> _Task list_:
**1)** Condense the paragraph of the text about Seyfried and the ketogenic diet that begins "Though our normal cells" into a short bulleted list, keeping its main facts.
**2)** In the text about Seyfried and the ketogenic diet, why does Seyfried say cancer cells cannot get significant energy from fatty acids or ketone bodies? Answer in one to three sentences.
**3)** From the text about Seyfried and the ketogenic diet, reproduce the passage between "Though our normal" and "any other disease?", inclusive.

> _Study text_:
++++

Seyfried makes the case, using the contemporary basic science data, to support Warburg’s belief that cancer cells depend solely on glycolysis for survival, with his claim regarding the uncoupling of this sugar-fueled, oxygen-independent process from the citric acid cycle and the electron transport chain. But he goes a major step further, stating as fact that since cancer cells depend on anaerobic glucose metabolism for energy, they can be stopped in their tracks by depriving them of blood glucose.

Though our normal cells do just fine in the absence of carbohydrates, cancer cells, Seyfried claims, do not. These cells can never use fatty acids or ketone bodies for any significant energy production, since the citric acid cycle and electron transport in them remain basically inactive. So, he proposes that on a high fat, high fibre, moderate protein, near no carb, restricted caloric diet, a cancer patient will deprive his or her deadly abnormal cells of their only useful source of energy, blood glucose, leading to apoptosis, or cell death. It’s that simple. No dietary sugar, no fructose, no cancer.

The science is impressive, the conclusion, as it seems too many, extraordinarily promising. But, is this Ketogenic diet really a “new” idea or simply an old one, repackaged for the 21st century? And, can history teach us anything about its efficacy against cancer, or any other disease?

++++

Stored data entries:
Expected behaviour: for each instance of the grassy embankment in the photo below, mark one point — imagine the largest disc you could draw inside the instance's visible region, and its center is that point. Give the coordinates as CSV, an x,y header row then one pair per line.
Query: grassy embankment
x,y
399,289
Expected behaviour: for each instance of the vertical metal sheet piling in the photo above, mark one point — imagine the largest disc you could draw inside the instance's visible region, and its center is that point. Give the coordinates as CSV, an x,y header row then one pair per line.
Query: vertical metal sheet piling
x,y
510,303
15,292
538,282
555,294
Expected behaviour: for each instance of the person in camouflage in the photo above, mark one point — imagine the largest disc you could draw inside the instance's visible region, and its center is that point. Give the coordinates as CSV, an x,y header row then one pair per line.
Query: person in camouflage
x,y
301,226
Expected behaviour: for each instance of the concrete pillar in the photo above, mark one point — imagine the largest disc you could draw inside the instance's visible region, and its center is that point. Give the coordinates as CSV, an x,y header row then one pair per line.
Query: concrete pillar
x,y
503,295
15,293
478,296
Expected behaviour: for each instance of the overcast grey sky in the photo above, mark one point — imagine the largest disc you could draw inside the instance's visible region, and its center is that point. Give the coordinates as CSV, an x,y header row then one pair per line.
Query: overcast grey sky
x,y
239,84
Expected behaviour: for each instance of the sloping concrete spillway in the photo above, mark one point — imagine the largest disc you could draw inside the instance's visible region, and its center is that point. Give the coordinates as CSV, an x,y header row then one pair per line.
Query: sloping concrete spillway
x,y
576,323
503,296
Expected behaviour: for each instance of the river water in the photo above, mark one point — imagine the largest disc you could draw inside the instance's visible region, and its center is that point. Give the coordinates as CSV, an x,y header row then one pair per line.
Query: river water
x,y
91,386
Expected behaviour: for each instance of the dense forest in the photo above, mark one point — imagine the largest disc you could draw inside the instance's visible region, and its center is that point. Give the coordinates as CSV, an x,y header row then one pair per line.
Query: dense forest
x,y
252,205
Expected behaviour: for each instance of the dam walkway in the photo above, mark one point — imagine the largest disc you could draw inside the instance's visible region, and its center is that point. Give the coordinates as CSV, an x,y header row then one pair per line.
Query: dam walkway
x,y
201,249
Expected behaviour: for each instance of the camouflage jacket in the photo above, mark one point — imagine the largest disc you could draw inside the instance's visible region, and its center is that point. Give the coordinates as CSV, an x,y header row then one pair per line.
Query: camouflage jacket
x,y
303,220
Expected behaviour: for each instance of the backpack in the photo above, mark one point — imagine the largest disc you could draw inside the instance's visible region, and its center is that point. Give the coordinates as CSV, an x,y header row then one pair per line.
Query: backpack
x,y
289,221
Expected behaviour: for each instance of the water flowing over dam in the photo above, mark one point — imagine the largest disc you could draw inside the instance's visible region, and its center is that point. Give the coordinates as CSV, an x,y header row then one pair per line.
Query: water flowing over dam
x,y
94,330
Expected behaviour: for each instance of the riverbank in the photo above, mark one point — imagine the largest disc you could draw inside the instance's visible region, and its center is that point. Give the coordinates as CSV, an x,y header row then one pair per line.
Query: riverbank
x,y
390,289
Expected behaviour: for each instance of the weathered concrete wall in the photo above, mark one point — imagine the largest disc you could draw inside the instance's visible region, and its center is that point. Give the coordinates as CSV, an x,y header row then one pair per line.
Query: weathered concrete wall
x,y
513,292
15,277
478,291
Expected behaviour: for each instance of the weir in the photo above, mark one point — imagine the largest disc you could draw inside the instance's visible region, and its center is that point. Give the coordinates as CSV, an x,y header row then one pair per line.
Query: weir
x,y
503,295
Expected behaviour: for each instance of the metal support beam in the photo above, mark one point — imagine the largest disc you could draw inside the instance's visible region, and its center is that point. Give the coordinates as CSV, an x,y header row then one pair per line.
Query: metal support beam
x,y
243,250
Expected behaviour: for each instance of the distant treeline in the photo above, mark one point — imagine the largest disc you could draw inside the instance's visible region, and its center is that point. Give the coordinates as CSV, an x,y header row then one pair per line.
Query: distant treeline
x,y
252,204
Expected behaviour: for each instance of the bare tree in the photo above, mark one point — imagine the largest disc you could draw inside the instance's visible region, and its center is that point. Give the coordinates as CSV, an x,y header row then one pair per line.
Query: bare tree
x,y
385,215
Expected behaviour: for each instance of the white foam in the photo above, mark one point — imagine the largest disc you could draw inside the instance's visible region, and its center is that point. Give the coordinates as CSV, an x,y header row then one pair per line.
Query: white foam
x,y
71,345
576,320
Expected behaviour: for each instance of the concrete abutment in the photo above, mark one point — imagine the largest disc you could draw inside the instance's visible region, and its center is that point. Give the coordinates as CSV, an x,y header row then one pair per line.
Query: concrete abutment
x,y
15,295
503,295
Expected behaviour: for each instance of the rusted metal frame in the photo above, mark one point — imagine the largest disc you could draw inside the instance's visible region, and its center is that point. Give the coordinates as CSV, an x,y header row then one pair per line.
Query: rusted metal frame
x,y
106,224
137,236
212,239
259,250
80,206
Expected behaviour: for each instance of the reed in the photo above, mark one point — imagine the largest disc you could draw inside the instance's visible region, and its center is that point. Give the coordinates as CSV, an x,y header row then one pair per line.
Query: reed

++++

> _Responses for each task_:
**1)**
- Normal cells do fine without carbohydrates, but according to Seyfried, cancer cells do not.
- Cancer cells cannot use fatty acids or ketone bodies for significant energy, because their citric acid cycle and electron transport remain basically inactive.
- Seyfried proposes a high fat, high fiber, moderate protein, near no carb, calorie-restricted diet.
- He says this diet would deprive cancer cells of blood glucose, their only useful energy source, leading to apoptosis (cell death).

**2)** Seyfried says the citric acid cycle and electron transport in cancer cells remain basically inactive, so the cells cannot use fatty acids or ketone bodies for any significant energy production. That leaves blood glucose as their only useful source of energy.

**3)**
Though our normal cells do just fine in the absence of carbohydrates, cancer cells, Seyfried claims, do not. These cells can never use fatty acids or ketone bodies for any significant energy production, since the citric acid cycle and electron transport in them remain basically inactive. So, he proposes that on a high fat, high fibre, moderate protein, near no carb, restricted caloric diet, a cancer patient will deprive his or her deadly abnormal cells of their only useful source of energy, blood glucose, leading to apoptosis, or cell death. It’s that simple. No dietary sugar, no fructose, no cancer.

The science is impressive, the conclusion, as it seems too many, extraordinarily promising. But, is this Ketogenic diet really a “new” idea or simply an old one, repackaged for the 21st century? And, can history teach us anything about its efficacy against cancer, or any other disease?